__Exercise description__
Please reproduce each of the lines below word for word, omitting the pictures from your answer.

— Begin Stored rows —

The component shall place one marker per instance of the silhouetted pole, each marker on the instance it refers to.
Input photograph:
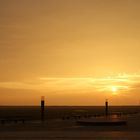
(42, 109)
(106, 107)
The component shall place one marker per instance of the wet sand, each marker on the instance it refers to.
(67, 129)
(59, 129)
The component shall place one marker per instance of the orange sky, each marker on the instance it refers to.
(75, 52)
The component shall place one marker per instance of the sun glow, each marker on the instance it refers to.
(114, 90)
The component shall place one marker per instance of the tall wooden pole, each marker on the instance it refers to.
(106, 107)
(42, 109)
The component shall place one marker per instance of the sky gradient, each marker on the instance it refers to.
(74, 52)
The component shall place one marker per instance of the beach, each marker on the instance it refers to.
(68, 129)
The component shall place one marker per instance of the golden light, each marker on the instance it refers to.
(114, 90)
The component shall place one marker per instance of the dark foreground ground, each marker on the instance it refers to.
(60, 124)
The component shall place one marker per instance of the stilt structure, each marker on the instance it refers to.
(106, 107)
(42, 109)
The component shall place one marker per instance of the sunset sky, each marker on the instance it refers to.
(74, 52)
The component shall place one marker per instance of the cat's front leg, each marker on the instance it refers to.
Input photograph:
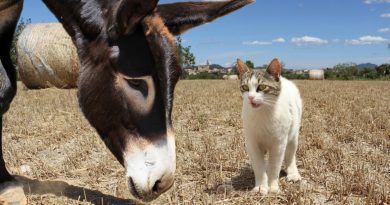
(290, 160)
(256, 156)
(275, 160)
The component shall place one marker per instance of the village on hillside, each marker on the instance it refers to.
(221, 72)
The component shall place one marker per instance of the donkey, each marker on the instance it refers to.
(129, 69)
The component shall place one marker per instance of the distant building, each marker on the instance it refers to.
(316, 74)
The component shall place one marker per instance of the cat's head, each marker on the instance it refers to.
(260, 88)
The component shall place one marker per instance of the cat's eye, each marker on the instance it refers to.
(261, 88)
(245, 88)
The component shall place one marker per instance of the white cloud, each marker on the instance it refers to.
(279, 40)
(386, 15)
(308, 40)
(376, 1)
(263, 43)
(367, 40)
(257, 43)
(384, 30)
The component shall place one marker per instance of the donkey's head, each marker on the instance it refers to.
(129, 69)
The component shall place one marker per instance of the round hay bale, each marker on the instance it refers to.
(316, 74)
(47, 57)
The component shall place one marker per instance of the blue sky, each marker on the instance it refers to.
(301, 33)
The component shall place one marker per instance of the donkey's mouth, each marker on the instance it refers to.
(133, 189)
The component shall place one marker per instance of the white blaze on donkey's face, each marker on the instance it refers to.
(150, 167)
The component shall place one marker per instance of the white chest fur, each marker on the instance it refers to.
(273, 128)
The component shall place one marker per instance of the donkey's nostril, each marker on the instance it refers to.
(156, 188)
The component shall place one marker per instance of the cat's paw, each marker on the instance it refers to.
(293, 177)
(261, 189)
(274, 189)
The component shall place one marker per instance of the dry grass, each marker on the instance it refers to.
(343, 156)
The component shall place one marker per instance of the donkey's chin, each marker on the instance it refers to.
(150, 168)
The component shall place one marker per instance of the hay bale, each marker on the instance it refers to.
(316, 74)
(47, 57)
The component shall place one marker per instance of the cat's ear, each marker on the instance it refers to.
(242, 67)
(179, 17)
(275, 69)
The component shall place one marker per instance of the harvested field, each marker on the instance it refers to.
(343, 156)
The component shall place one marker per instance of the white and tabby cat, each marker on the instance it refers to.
(271, 113)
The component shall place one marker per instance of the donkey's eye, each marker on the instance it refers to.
(261, 88)
(134, 83)
(245, 88)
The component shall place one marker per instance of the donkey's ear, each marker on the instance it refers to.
(85, 19)
(275, 69)
(242, 67)
(179, 17)
(81, 19)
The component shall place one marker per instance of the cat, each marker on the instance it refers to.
(271, 114)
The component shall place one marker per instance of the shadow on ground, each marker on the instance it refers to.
(61, 188)
(244, 181)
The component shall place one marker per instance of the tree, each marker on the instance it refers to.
(19, 28)
(186, 57)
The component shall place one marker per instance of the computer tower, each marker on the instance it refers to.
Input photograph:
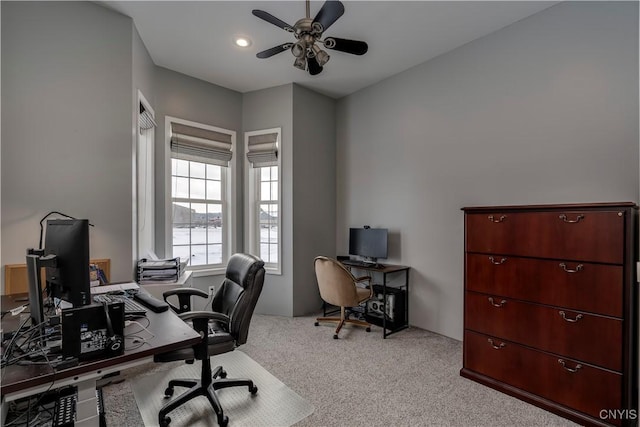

— End Stored rows —

__Answer__
The component shall place one marker per instance of the silhouetted pole, each marker on the instance it refers to.
Input photograph:
(42, 109)
(106, 107)
The component shall place one marker per instance of the wet sand, each marker on the instance it refers to.
(67, 129)
(59, 129)
The component shall place one marker per instance of the orange sky, each marker on the instance it refers to.
(75, 52)
The component shall place one marker per instance of the sun glow, each marker on the instance it refers to.
(114, 90)
The component shall place one marker per instance of the tall wooden pole, each marker on the instance it refers to.
(106, 107)
(42, 109)
The component shall place one marker per instance of the sky gradient, each marker on the instance it refers to.
(74, 52)
The component shall place one marker per instance of the beach, each marker on the instance it refers to.
(68, 129)
The component shall place one marker per instance of the golden light, each marker on the instance it refers to.
(114, 90)
The component shall place one marker per instance of the dark foreground ground, each marker on the instance it refers to.
(60, 124)
The component shall place one marker per instance of the stilt structure, each marker on the instance it refers to.
(106, 107)
(42, 109)
The component shall place one marker per instance of the sunset sky, each marker on the instance it refers to.
(74, 52)
The component shall place one marker per instance of the cat's front leg, each marker on the instance it refers to.
Input photograph:
(290, 160)
(256, 156)
(275, 160)
The component shall place one marker per instance of the village on hillside, each marker on the instance it refers to.
(221, 72)
The component shall place one marker per instance of the donkey, each marker on the instance it refers to.
(129, 69)
The component shall place one marker per instance of the distant building, each marker on the instance it refers to.
(316, 74)
The component shall place one marker per instance of the cat's head, each marker on the instance it refers to.
(260, 88)
The component shall place one marker per instance of the cat's eye, each marker on the instance it refers to.
(261, 88)
(245, 88)
The component shall place one marker per instance of the white cloud, each marker on the instance it refers to.
(279, 40)
(386, 15)
(308, 40)
(376, 1)
(263, 43)
(367, 40)
(257, 43)
(384, 30)
The component shall place one marker per instance of the donkey's head, each marker on the instance it refers to.
(129, 69)
The component shall place one marker per instance of the round hay bale, each marker on the instance it refers to.
(316, 74)
(47, 57)
The component shall place one marker per instance of the blue sky, each marker on the instance it refers to.
(301, 33)
The component shall place one marker per instance of the donkey's mouth, each marker on the instance it refers to.
(133, 189)
The component shall place one marker per instance of the white blaze on donkey's face, each marker on the instance it refers to.
(150, 167)
The component shall place one marker per instance of the white chest fur, each marker on the instance it refers to.
(273, 128)
The component shall place one marker per instance of the donkey's nostril, each marker on the instance it refers to.
(156, 188)
The component shall place one marker per instance of the cat's paw, each marker on the instance it refers to.
(293, 177)
(261, 189)
(274, 189)
The component shall place one marker per instance of the dry grass, each marker on the instance it refers to.
(343, 156)
The component shall place one marker per instance of the donkey's chin, each marker on the instance it refers to.
(150, 168)
The component shall place one marker per instance of the hay bale, each marker on the instance it refers to.
(316, 74)
(47, 57)
The component shall place one marker per instance of the cat's ear, each marker on the instance it refers to.
(242, 67)
(179, 17)
(275, 69)
The component shall place one marker per instance of the harvested field, each marker on the instance it refers to.
(343, 156)
The component shall place one marker per instance of the white and tabby cat, each marker on the instance it refers to.
(271, 113)
The component shall place one marker per instance of the donkey's eye, each marker on the instance it refers to.
(261, 88)
(134, 83)
(245, 88)
The component shall place one marker per instance of the donkey's ear, each marker on the instance it refers to.
(85, 19)
(275, 69)
(242, 67)
(179, 17)
(81, 19)
The component shall place one marker per instance of the cat, each marker on the instance it refers to.
(271, 114)
The component shall place one marker per instance of the shadow on ground, each marker on the instance it refers to.
(61, 188)
(244, 181)
The component shall place one marker per instance of the tree, each marker on the instance it refers to.
(19, 28)
(186, 57)
The component shall place one marker per instance of the computer tower, each marker on the instance it refers to.
Input photograph:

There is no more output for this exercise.